[Pointing records]

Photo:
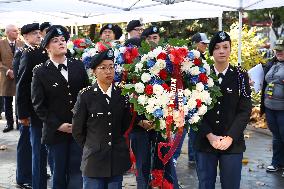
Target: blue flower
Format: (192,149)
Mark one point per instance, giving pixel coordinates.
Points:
(202,69)
(155,80)
(120,59)
(194,79)
(158,113)
(150,63)
(169,65)
(190,55)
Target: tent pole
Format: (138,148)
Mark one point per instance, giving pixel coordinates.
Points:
(240,33)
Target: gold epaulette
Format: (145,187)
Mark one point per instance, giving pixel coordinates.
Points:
(37,66)
(85,89)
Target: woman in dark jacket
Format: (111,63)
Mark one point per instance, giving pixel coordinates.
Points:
(272,103)
(220,139)
(100,119)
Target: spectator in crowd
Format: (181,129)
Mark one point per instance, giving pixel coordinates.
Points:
(272,104)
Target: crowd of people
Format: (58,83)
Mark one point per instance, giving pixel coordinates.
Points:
(78,129)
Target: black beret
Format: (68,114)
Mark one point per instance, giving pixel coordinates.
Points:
(135,41)
(115,28)
(29,27)
(44,25)
(149,31)
(98,58)
(55,31)
(133,24)
(218,37)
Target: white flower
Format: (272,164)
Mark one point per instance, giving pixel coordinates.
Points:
(210,82)
(145,77)
(157,89)
(162,124)
(191,103)
(196,53)
(186,66)
(194,70)
(202,110)
(194,119)
(138,67)
(199,87)
(139,87)
(142,99)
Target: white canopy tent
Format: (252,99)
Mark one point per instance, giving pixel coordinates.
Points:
(98,11)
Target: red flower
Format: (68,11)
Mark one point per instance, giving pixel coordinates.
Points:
(199,102)
(196,62)
(163,74)
(166,87)
(149,89)
(130,54)
(203,78)
(162,56)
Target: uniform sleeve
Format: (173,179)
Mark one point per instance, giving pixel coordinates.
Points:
(126,116)
(243,113)
(79,121)
(24,87)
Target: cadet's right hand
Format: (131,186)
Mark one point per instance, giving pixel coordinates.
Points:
(25,121)
(65,127)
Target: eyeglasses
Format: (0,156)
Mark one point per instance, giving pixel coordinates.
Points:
(105,68)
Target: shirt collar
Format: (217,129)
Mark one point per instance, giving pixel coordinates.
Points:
(56,64)
(108,92)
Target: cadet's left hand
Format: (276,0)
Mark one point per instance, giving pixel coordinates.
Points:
(225,143)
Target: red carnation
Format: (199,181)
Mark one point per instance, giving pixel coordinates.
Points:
(203,78)
(199,103)
(163,74)
(166,87)
(149,89)
(162,56)
(196,62)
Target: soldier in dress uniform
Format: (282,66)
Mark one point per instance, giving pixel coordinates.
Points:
(110,32)
(220,139)
(32,56)
(100,120)
(24,150)
(55,87)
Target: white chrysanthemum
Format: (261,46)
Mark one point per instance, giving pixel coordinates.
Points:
(210,82)
(187,92)
(194,70)
(196,53)
(207,67)
(199,87)
(122,49)
(157,89)
(142,99)
(162,124)
(145,77)
(138,67)
(202,110)
(186,65)
(161,64)
(194,119)
(191,103)
(139,87)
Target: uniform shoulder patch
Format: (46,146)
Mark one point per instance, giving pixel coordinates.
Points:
(85,89)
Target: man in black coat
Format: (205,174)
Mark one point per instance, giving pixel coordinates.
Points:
(55,87)
(32,56)
(220,138)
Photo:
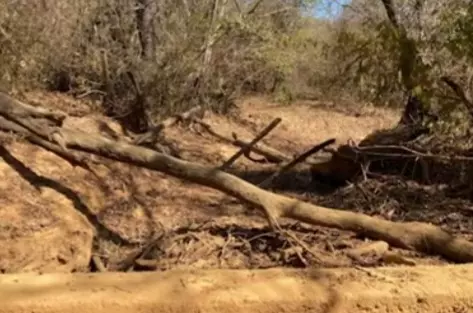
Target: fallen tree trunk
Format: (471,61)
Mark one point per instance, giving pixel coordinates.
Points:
(415,236)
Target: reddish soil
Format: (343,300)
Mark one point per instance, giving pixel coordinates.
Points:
(175,224)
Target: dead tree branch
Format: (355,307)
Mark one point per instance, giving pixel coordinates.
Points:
(247,148)
(152,136)
(460,93)
(301,158)
(409,235)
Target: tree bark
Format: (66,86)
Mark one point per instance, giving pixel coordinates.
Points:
(413,235)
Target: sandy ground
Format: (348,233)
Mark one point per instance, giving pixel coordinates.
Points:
(387,290)
(55,218)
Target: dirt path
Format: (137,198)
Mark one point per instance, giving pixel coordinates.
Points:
(393,290)
(127,207)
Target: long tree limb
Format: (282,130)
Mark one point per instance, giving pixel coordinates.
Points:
(73,159)
(301,158)
(247,148)
(412,235)
(409,235)
(19,109)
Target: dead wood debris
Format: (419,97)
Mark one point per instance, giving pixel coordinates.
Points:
(416,236)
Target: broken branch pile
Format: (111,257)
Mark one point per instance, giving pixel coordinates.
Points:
(35,122)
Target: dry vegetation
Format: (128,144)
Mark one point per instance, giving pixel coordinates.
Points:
(138,62)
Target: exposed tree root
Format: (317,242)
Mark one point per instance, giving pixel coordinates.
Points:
(415,236)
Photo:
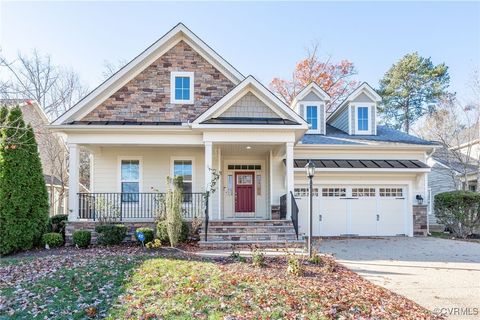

_What to produce:_ Recast all of the rows above as a Markdown table with the columns No. and Line, numbering each line and skipping blank lines. Leave the pictures out of your answer.

_Solution to the exercise:_
| No. | Line |
|---|---|
| 1 | Photo: |
| 2 | Target: blue flower |
| 3 | Format: (192,149) |
| 4 | Mark one point per instance, giving pixel coordinates. |
| 5 | Points: |
| 6 | (202,69) |
| 7 | (155,80) |
| 8 | (120,59) |
| 9 | (194,79) |
| 10 | (158,113) |
| 11 | (150,63) |
| 12 | (169,65) |
| 13 | (190,55) |
| 14 | Target: tent pole |
| 15 | Format: (138,148) |
| 16 | Mark one point per instance, giving pixel coordinates. |
| 17 | Points: |
| 18 | (240,33) |
| 19 | Target: gold epaulette |
| 20 | Format: (145,187) |
| 21 | Mark one point per instance, giving pixel coordinates. |
| 22 | Points: |
| 23 | (37,66) |
| 24 | (85,89) |
| 25 | Target: woman in dark jacket |
| 26 | Format: (111,63) |
| 27 | Mark one point per instance, giving pixel coordinates. |
| 28 | Points: |
| 29 | (272,103) |
| 30 | (220,139) |
| 31 | (100,119) |
| 32 | Target: spectator in crowd |
| 33 | Format: (181,129) |
| 34 | Mark one point per instance, giving pixel coordinates. |
| 35 | Points: |
| 36 | (272,104) |
| 37 | Target: crowd of people |
| 38 | Format: (58,83) |
| 39 | Mark one point per instance, giving pixel coordinates. |
| 40 | Points: |
| 41 | (78,129) |
| 42 | Target: black beret |
| 43 | Format: (68,114) |
| 44 | Mark one point per instance, giving pixel coordinates. |
| 45 | Points: |
| 46 | (135,41) |
| 47 | (115,28) |
| 48 | (29,27) |
| 49 | (44,25) |
| 50 | (149,31) |
| 51 | (98,58) |
| 52 | (55,31) |
| 53 | (133,24) |
| 54 | (218,37) |
| 55 | Target: white flower |
| 56 | Format: (272,164) |
| 57 | Mark one point per instance, giving pixel coordinates. |
| 58 | Points: |
| 59 | (210,82) |
| 60 | (145,77) |
| 61 | (157,89) |
| 62 | (162,124) |
| 63 | (191,103) |
| 64 | (196,53) |
| 65 | (186,66) |
| 66 | (194,70) |
| 67 | (202,110) |
| 68 | (194,119) |
| 69 | (138,67) |
| 70 | (199,87) |
| 71 | (139,87) |
| 72 | (142,99) |
| 73 | Target: white canopy tent |
| 74 | Format: (252,99) |
| 75 | Mark one point per instance, giving pixel coordinates. |
| 76 | Points: |
| 77 | (98,11) |
| 78 | Target: red flower |
| 79 | Format: (68,11) |
| 80 | Mark one point per instance, giving pixel coordinates. |
| 81 | Points: |
| 82 | (199,102) |
| 83 | (196,62) |
| 84 | (163,74) |
| 85 | (166,87) |
| 86 | (149,89) |
| 87 | (130,54) |
| 88 | (203,78) |
| 89 | (162,56) |
| 90 | Target: uniform sleeve |
| 91 | Format: (173,179) |
| 92 | Mark one point per instance, giving pixel coordinates. |
| 93 | Points: |
| 94 | (126,116) |
| 95 | (243,113) |
| 96 | (79,121) |
| 97 | (24,87) |
| 98 | Target: cadet's right hand |
| 99 | Format: (131,186) |
| 100 | Mark one point per instance, giving pixel coordinates. |
| 101 | Points: |
| 102 | (25,121) |
| 103 | (65,127) |
| 104 | Target: eyeglasses |
| 105 | Format: (0,156) |
| 106 | Mark one point per instance, giving pixel coordinates. |
| 107 | Points: |
| 108 | (105,68) |
| 109 | Target: shirt collar |
| 110 | Format: (217,129) |
| 111 | Mark one point per instance, giving pixel coordinates. |
| 112 | Points: |
| 113 | (56,64) |
| 114 | (108,92) |
| 115 | Target: cadet's left hand |
| 116 | Format: (276,0) |
| 117 | Mark one point per instance, giving pixel coordinates. |
| 118 | Points: |
| 119 | (225,143) |
| 120 | Target: red carnation |
| 121 | Format: (199,181) |
| 122 | Mark one point per instance, giving pixel coordinates. |
| 123 | Points: |
| 124 | (203,78) |
| 125 | (199,103) |
| 126 | (163,74) |
| 127 | (166,87) |
| 128 | (149,89) |
| 129 | (162,56) |
| 130 | (196,62) |
| 131 | Target: soldier in dress uniform |
| 132 | Format: (282,66) |
| 133 | Mark one point per instance, giving pixel coordinates. |
| 134 | Points: |
| 135 | (110,32) |
| 136 | (220,139) |
| 137 | (32,56) |
| 138 | (100,120) |
| 139 | (24,150) |
| 140 | (55,87) |
| 141 | Target: white chrysanthemum |
| 142 | Format: (261,46) |
| 143 | Mark one point per instance, giving pixel coordinates. |
| 144 | Points: |
| 145 | (210,82) |
| 146 | (187,92) |
| 147 | (194,70) |
| 148 | (196,53) |
| 149 | (207,67) |
| 150 | (199,87) |
| 151 | (122,49) |
| 152 | (157,89) |
| 153 | (142,99) |
| 154 | (162,124) |
| 155 | (145,77) |
| 156 | (138,67) |
| 157 | (202,110) |
| 158 | (186,65) |
| 159 | (161,64) |
| 160 | (194,119) |
| 161 | (191,103) |
| 162 | (139,87) |
| 163 | Target: uniform shoulder patch |
| 164 | Format: (46,146) |
| 165 | Mark one point per instance, giving pixel coordinates. |
| 166 | Points: |
| 167 | (85,89) |
| 168 | Target: man in black coat |
| 169 | Format: (205,174) |
| 170 | Mark one point per instance, giving pixel coordinates. |
| 171 | Points: |
| 172 | (55,87) |
| 173 | (32,56) |
| 174 | (220,138) |
| 175 | Photo: |
| 176 | Target: fallen tree trunk |
| 177 | Format: (471,61) |
| 178 | Mark one point per instance, giving pixel coordinates. |
| 179 | Points: |
| 180 | (415,236) |
| 181 | Target: reddish soil |
| 182 | Format: (343,300) |
| 183 | Mark one point per instance, giving pixel coordinates. |
| 184 | Points: |
| 185 | (175,224) |
| 186 | Target: dead tree branch |
| 187 | Format: (355,307) |
| 188 | Mark one point per instance, giving pixel coordinates. |
| 189 | Points: |
| 190 | (247,148) |
| 191 | (152,136) |
| 192 | (460,93) |
| 193 | (301,158) |
| 194 | (409,235) |
| 195 | Target: tree bark |
| 196 | Format: (66,86) |
| 197 | Mark one point per instance, giving pixel coordinates. |
| 198 | Points: |
| 199 | (413,235) |
| 200 | Target: sandy ground |
| 201 | Format: (348,233) |
| 202 | Mark one point per instance, giving pixel coordinates. |
| 203 | Points: |
| 204 | (387,290) |
| 205 | (55,218) |
| 206 | Target: dirt path |
| 207 | Format: (137,198) |
| 208 | Mark one point per instance, giving pixel coordinates. |
| 209 | Points: |
| 210 | (393,290) |
| 211 | (127,207) |
| 212 | Target: long tree limb |
| 213 | Format: (282,130) |
| 214 | Mark one point per instance, giving pixel coordinates. |
| 215 | Points: |
| 216 | (73,159) |
| 217 | (301,158) |
| 218 | (247,148) |
| 219 | (412,235) |
| 220 | (409,235) |
| 221 | (19,109) |
| 222 | Target: dead wood debris |
| 223 | Format: (419,97) |
| 224 | Mark one point per instance, giving pixel coordinates. |
| 225 | Points: |
| 226 | (416,236) |
| 227 | Target: broken branch pile |
| 228 | Format: (111,257) |
| 229 | Mark one point per instance, giving pixel coordinates. |
| 230 | Points: |
| 231 | (35,122) |
| 232 | Target: dry vegetation |
| 233 | Format: (128,144) |
| 234 | Mark one point per instance, giving pixel coordinates. |
| 235 | Points: |
| 236 | (138,62) |
| 237 | Target: exposed tree root |
| 238 | Format: (317,242) |
| 239 | Mark one point per instance, giving pixel coordinates. |
| 240 | Points: |
| 241 | (415,236) |
| 242 | Photo: |